## Problem to solve
Could you copy the items verbatim, from the very first one through the line that contains "[[0, 29, 183, 218], [255, 69, 447, 161]]", including that line, and leave the pictures out?
━━━━━ Record extracts ━━━━━
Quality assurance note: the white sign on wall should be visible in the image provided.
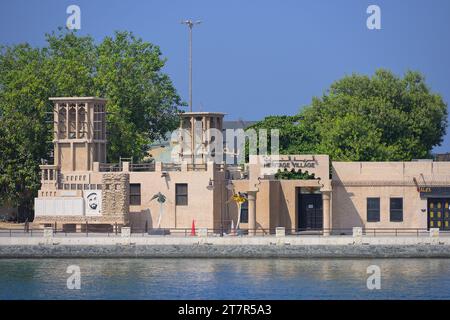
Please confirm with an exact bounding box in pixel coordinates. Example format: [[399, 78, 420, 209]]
[[84, 190, 102, 216]]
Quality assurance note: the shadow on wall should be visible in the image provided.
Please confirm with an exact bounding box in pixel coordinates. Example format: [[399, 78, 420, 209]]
[[278, 184, 297, 230], [331, 171, 364, 233], [130, 209, 153, 232]]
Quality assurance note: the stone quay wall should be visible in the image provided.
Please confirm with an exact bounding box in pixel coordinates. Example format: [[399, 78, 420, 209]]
[[0, 234, 450, 259]]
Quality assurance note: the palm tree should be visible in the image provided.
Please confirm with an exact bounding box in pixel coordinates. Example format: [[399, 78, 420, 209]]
[[150, 192, 166, 229]]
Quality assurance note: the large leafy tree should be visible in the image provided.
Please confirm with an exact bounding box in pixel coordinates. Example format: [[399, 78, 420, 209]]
[[0, 29, 183, 218], [255, 69, 447, 161]]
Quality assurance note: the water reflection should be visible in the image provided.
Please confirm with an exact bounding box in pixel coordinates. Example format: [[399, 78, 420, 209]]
[[0, 259, 450, 299]]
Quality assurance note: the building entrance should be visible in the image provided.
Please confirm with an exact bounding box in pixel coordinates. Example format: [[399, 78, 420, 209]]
[[297, 193, 323, 230]]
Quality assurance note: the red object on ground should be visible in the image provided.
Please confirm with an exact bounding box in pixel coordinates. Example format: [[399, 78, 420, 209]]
[[191, 219, 195, 236]]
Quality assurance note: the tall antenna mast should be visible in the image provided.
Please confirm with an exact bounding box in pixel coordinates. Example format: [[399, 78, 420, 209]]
[[181, 19, 201, 112]]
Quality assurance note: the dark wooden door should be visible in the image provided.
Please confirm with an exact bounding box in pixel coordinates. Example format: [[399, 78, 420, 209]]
[[298, 194, 323, 230], [428, 198, 450, 230]]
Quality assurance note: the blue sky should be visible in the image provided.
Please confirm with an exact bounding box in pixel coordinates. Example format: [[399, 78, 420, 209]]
[[0, 0, 450, 152]]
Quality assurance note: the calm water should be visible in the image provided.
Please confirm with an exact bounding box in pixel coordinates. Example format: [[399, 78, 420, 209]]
[[0, 259, 450, 299]]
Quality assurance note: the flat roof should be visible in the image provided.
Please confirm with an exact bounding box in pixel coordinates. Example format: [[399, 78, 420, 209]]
[[180, 111, 226, 116], [48, 97, 107, 102]]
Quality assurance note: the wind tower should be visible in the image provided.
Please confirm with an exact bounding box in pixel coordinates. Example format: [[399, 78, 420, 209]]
[[50, 97, 107, 172]]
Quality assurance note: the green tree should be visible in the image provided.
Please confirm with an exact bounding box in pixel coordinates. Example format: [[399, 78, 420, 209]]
[[255, 69, 447, 161], [0, 29, 183, 219]]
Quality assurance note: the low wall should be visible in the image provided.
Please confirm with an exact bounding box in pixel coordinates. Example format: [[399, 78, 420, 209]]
[[0, 236, 450, 258]]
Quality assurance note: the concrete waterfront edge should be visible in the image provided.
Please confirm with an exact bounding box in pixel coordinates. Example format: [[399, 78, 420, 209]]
[[0, 234, 450, 258], [0, 244, 450, 259]]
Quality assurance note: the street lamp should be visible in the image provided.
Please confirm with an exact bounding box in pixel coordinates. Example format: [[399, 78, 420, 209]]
[[181, 19, 201, 112]]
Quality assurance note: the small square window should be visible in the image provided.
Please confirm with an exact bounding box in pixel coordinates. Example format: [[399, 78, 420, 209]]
[[175, 183, 188, 206], [367, 198, 380, 222], [130, 183, 141, 206], [389, 198, 403, 222]]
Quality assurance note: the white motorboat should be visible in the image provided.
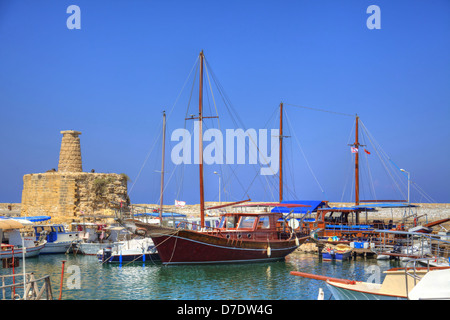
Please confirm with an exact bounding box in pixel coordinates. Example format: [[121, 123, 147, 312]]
[[33, 224, 80, 254], [97, 238, 160, 263], [74, 223, 132, 255]]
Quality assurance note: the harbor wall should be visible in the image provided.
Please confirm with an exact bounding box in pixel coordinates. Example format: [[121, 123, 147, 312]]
[[20, 172, 127, 221]]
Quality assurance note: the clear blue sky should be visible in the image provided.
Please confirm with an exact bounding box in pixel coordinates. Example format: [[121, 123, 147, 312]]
[[0, 0, 450, 204]]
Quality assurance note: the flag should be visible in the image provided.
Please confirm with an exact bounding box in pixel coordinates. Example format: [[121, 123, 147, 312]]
[[175, 200, 186, 207]]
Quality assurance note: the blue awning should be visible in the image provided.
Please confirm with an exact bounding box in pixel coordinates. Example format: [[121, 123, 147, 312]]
[[354, 202, 418, 209], [134, 212, 186, 218], [0, 216, 52, 222], [271, 200, 327, 213]]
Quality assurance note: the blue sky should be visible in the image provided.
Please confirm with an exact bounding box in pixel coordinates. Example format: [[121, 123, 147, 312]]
[[0, 0, 450, 204]]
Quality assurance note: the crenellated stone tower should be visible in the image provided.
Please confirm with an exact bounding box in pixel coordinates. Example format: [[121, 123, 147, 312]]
[[21, 130, 129, 222], [58, 130, 83, 172]]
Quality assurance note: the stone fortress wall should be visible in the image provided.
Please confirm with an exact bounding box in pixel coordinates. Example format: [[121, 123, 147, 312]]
[[20, 130, 128, 222]]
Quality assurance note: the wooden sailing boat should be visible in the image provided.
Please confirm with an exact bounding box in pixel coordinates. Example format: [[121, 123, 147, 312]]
[[135, 51, 308, 264]]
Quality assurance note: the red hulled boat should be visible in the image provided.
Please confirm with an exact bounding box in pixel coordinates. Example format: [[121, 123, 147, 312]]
[[135, 204, 308, 264], [134, 51, 309, 264]]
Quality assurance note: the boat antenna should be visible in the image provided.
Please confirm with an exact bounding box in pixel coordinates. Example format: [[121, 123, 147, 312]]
[[198, 50, 205, 228], [159, 111, 166, 223]]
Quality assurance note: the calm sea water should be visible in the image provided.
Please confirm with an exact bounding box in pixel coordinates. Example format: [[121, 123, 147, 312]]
[[0, 254, 398, 300]]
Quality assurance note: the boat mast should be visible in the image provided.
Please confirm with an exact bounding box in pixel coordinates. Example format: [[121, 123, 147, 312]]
[[354, 115, 361, 224], [278, 102, 283, 203], [159, 111, 166, 223], [354, 115, 359, 206], [198, 50, 205, 228]]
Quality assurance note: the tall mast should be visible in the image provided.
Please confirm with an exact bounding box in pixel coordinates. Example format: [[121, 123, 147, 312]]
[[159, 111, 166, 222], [355, 115, 360, 206], [278, 102, 283, 203], [198, 50, 205, 228]]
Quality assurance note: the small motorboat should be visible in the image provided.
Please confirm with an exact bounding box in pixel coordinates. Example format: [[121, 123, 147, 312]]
[[322, 244, 352, 261], [97, 238, 160, 264]]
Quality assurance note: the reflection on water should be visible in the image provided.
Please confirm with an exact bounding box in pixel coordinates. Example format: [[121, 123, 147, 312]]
[[0, 254, 397, 300]]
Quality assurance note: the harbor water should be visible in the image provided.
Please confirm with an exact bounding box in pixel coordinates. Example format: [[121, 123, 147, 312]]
[[0, 253, 399, 300]]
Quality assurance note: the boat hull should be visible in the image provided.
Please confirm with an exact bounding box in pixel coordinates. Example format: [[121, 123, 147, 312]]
[[41, 241, 77, 254], [0, 243, 45, 259], [322, 251, 352, 261], [327, 281, 406, 300], [77, 242, 121, 256], [97, 253, 160, 264], [138, 225, 307, 264]]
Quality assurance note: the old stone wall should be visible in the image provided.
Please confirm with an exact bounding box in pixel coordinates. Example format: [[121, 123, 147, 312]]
[[21, 172, 127, 222]]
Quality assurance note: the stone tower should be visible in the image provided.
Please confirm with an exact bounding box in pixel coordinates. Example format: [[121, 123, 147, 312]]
[[21, 130, 129, 223], [58, 130, 83, 172]]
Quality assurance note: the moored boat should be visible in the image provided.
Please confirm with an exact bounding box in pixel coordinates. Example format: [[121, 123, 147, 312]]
[[97, 238, 160, 263], [135, 205, 308, 264], [33, 224, 80, 254], [290, 259, 450, 300], [0, 219, 47, 259]]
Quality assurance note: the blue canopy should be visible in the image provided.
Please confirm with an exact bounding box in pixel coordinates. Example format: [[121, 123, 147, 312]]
[[134, 212, 186, 218], [0, 216, 52, 222], [354, 202, 418, 209], [271, 200, 327, 213]]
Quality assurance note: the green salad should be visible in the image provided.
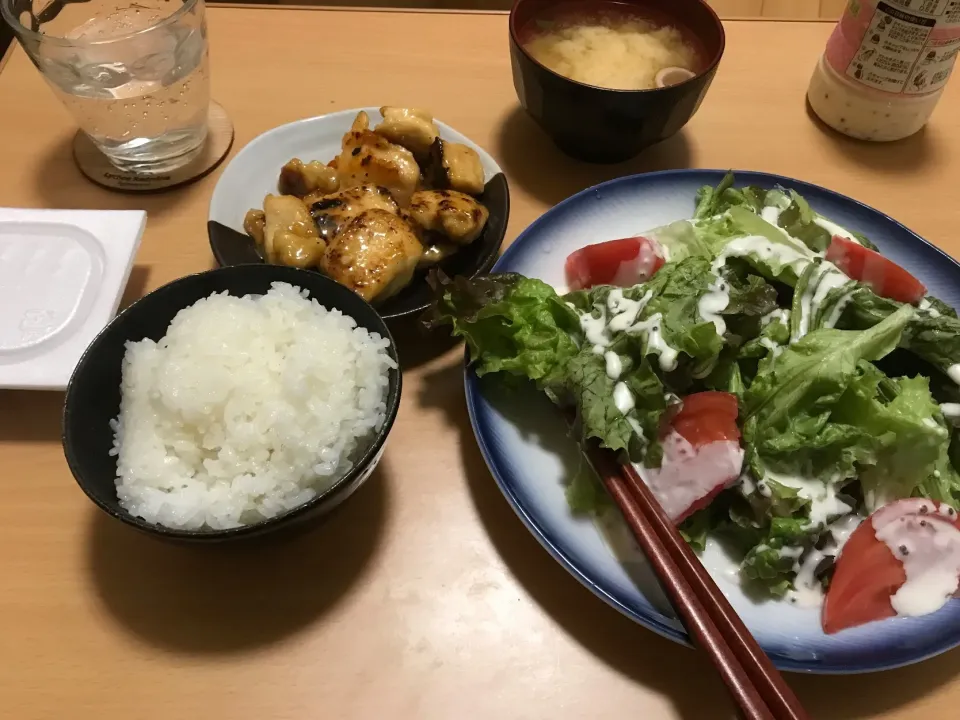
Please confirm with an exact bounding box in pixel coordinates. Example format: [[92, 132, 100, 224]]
[[430, 174, 960, 624]]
━━━━━
## Solution for this problem
Quality assurance note: the white sign on wall should be visible in the image provided.
Please confirm with an exact bounding box in pixel coordinates. Example format: [[399, 78, 420, 209]]
[[84, 190, 102, 216]]
Quality assurance note: the shadow on wall should be visible in the image provided.
Please confirm with an exact bounding box in pixel coordinates. Example format: [[399, 78, 420, 209]]
[[278, 184, 297, 230], [331, 171, 364, 233], [130, 209, 153, 232]]
Quality assurance note: the stone quay wall should be visible in the image provided.
Please confirm with an exact bounding box in pixel coordinates. Example format: [[399, 78, 420, 209]]
[[0, 234, 450, 259]]
Quality assurance note: the palm tree should be visible in the image provided.
Please confirm with an exact bounding box in pixel coordinates. Example format: [[399, 78, 420, 209]]
[[150, 192, 166, 229]]
Quality assurance note: the large leafy tree should be visible in the image provided.
Please confirm with an exact bounding box in pixel coordinates. Example format: [[399, 78, 420, 209]]
[[0, 29, 183, 218], [255, 69, 447, 161]]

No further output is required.